[SET EXERCISE A]
Reproduce verbatim the passage of the mailing-list reply on the OOM killer that begins at the words "In other words" and stops after the words "Please don't omit.".

[PAGE EXTRACT]
Thread (12 messages) 12 messages, 2 authors, 2017-10-25

Re: [RFC PATCH 2/2] mm,oom: Try last second allocation after selecting an OOM victim.

From: Michal Hocko <mhocko@suse.com>
Date: 2017-10-24 11:41:08

On Tue 24-10-17 20:24:46, Tetsuo Handa wrote:
Michal Hocko wrote:
[...]
quoted
quoted
So, I think that worrying about high priority threads preventing the low
priority thread with oom_lock held is too much. Preventing high priority
threads waiting for oom_lock from disturbing the low priority thread with
oom_lock held by wasting CPU resource will be sufficient.
In other words this is just to paper over an overloaded allocation path
close to OOM. Your changelog is really misleading in that direction
IMHO. I have to think some more about using the full lock rather than
the trylock, because taking the try lock is somehow easier.
Somehow easier to what? Please don't omit.
To back off on the oom races.
I consider that the OOM killer is a safety mechanism in case a system got
overloaded. Therefore, I really hate your comments like "Your system is already
DOSed". It is stupid thing that safety mechanism drives the overloaded system
worse and defunctional when it should rescue.
The OOM killer is the last hand break. At the time you hit the OOM
condition your system is usually hard to use anyway. And that is why I
do care to make this path deadlock free. I have mentioned multiple times
that I find real life triggers much more important than artificial DoS
like workloads which make your system unsuable long before you hit OOM
killer.

[SET EXERCISE B]
From the listing below, extract every line containing the string "gravel". Matching is case-sensitive.

[RAW RECORDS]
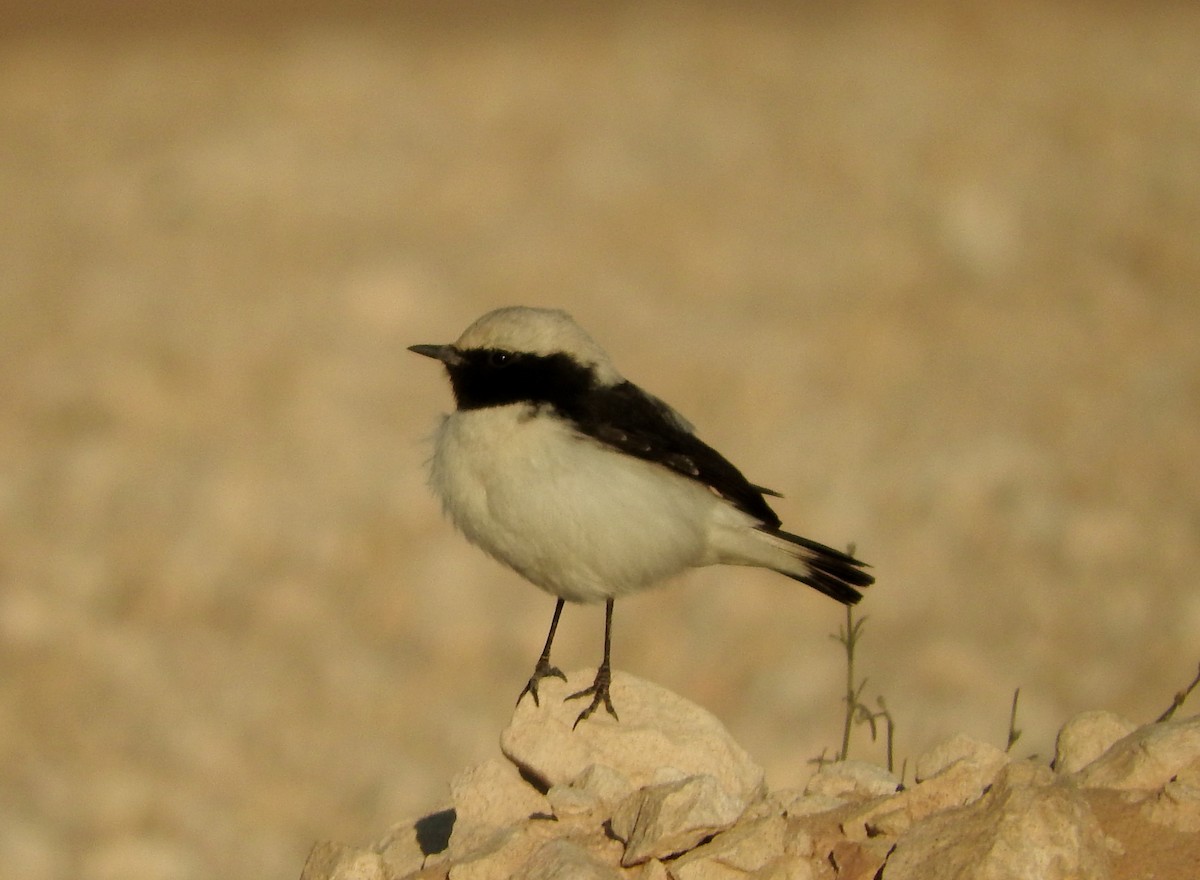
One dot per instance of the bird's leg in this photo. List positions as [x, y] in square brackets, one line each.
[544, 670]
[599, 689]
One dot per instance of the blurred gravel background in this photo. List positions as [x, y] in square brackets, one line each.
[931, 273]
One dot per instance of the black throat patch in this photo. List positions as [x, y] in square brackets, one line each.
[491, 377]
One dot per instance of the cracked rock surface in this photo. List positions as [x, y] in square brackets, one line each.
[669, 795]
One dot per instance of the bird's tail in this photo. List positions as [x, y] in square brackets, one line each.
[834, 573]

---

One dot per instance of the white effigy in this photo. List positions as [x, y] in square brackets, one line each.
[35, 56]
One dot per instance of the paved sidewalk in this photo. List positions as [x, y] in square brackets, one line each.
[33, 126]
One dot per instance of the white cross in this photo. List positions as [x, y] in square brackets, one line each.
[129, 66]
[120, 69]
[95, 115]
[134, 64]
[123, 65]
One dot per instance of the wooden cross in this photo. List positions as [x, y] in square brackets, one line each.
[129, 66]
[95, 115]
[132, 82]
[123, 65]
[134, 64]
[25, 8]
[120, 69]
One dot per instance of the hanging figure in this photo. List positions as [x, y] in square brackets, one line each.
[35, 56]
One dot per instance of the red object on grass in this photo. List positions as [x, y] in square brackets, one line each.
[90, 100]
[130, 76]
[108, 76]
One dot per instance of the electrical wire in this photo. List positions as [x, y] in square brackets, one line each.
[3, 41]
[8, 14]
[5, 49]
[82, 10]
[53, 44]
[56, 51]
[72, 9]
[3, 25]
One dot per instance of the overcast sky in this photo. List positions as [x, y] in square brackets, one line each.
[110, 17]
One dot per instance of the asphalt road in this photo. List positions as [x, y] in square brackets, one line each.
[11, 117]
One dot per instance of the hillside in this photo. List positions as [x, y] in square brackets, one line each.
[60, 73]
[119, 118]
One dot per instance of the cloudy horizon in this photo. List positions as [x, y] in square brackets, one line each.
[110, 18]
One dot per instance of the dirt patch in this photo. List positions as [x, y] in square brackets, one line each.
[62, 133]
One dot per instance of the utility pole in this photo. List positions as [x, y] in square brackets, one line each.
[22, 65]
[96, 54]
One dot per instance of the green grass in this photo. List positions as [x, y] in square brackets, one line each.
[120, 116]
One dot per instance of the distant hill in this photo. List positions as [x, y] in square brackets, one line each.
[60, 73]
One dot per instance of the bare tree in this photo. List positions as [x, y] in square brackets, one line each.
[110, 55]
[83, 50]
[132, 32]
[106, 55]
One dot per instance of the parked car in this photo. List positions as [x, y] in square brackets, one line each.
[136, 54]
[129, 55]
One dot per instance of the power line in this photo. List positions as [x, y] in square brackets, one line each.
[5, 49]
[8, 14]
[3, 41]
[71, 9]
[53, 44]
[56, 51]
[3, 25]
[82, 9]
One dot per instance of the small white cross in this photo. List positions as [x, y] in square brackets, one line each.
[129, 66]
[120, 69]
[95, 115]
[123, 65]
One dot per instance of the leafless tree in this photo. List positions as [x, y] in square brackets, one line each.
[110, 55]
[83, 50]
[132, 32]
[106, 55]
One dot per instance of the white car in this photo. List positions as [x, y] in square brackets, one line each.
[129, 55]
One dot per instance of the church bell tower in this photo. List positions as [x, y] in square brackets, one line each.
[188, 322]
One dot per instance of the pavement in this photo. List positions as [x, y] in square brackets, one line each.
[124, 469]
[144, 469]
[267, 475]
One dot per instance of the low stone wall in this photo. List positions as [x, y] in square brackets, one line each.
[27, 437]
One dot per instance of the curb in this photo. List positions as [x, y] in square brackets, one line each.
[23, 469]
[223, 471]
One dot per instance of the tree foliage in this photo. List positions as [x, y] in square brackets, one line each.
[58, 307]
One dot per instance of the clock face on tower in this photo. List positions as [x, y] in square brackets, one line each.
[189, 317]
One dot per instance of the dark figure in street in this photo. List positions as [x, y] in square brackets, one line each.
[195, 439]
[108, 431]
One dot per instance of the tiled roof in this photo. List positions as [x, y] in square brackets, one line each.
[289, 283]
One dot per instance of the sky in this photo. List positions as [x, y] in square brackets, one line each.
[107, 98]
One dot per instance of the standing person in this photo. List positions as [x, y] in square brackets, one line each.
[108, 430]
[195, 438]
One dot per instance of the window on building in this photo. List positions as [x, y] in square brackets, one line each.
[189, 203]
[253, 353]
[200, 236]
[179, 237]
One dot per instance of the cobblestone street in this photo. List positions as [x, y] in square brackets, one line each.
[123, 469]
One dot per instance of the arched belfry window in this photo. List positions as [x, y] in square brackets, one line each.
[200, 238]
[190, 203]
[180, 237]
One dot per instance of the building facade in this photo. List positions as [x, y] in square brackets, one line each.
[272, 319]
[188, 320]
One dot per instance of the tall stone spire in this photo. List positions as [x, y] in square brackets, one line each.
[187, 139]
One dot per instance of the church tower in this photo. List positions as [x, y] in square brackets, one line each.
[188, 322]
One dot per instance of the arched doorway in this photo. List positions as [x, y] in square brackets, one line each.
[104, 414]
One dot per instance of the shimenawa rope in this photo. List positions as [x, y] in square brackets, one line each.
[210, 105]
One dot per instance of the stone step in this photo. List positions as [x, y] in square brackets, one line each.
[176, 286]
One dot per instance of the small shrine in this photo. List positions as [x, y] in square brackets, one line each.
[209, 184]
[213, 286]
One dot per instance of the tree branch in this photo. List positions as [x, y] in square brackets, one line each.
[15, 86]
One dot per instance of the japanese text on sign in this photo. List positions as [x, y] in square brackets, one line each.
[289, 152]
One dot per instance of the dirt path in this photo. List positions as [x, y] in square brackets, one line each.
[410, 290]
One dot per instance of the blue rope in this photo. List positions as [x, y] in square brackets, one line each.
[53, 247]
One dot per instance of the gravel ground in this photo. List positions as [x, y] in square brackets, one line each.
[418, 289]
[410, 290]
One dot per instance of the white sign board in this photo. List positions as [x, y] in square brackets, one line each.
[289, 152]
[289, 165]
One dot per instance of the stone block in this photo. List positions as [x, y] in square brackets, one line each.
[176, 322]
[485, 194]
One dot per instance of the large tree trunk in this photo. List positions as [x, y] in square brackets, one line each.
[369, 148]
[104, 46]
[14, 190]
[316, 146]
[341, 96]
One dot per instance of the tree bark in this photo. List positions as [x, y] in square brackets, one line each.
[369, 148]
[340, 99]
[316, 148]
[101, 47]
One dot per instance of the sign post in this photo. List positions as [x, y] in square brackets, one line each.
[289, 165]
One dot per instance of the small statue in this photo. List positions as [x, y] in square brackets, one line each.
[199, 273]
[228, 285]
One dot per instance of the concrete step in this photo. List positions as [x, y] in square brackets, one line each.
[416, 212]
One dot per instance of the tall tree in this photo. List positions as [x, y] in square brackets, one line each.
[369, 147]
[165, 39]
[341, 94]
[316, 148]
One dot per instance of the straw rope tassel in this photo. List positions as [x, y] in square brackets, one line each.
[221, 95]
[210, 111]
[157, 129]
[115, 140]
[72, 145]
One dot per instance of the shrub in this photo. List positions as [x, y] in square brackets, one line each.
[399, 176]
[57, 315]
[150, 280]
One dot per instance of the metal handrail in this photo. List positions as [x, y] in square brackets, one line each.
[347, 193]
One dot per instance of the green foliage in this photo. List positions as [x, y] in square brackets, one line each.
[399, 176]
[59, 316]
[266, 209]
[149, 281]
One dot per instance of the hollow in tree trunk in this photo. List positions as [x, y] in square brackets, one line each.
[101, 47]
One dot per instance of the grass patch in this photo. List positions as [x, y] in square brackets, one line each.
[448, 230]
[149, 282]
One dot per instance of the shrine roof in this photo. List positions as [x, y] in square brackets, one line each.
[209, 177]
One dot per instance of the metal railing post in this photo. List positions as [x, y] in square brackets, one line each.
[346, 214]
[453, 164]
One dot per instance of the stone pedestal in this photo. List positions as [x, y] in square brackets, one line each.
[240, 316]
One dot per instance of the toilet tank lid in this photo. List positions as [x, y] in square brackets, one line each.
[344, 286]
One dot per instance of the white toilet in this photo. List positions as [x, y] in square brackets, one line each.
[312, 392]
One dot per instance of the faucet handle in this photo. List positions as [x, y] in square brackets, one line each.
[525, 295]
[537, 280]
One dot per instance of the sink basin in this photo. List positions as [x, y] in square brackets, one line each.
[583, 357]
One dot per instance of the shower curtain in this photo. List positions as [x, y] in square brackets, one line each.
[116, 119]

[CORRECT RESPONSE A]
In other words this is just to paper over an overloaded allocation path
close to OOM. Your changelog is really misleading in that direction
IMHO. I have to think some more about using the full lock rather than
the trylock, because taking the try lock is somehow easier.
Somehow easier to what? Please don't omit.

[CORRECT RESPONSE B]
One dot per instance of the blurred gravel background in this photo. List positions as [x, y] in square brackets, one line each.
One dot per instance of the gravel ground in this photo. List positions as [x, y] in square brackets, one line each.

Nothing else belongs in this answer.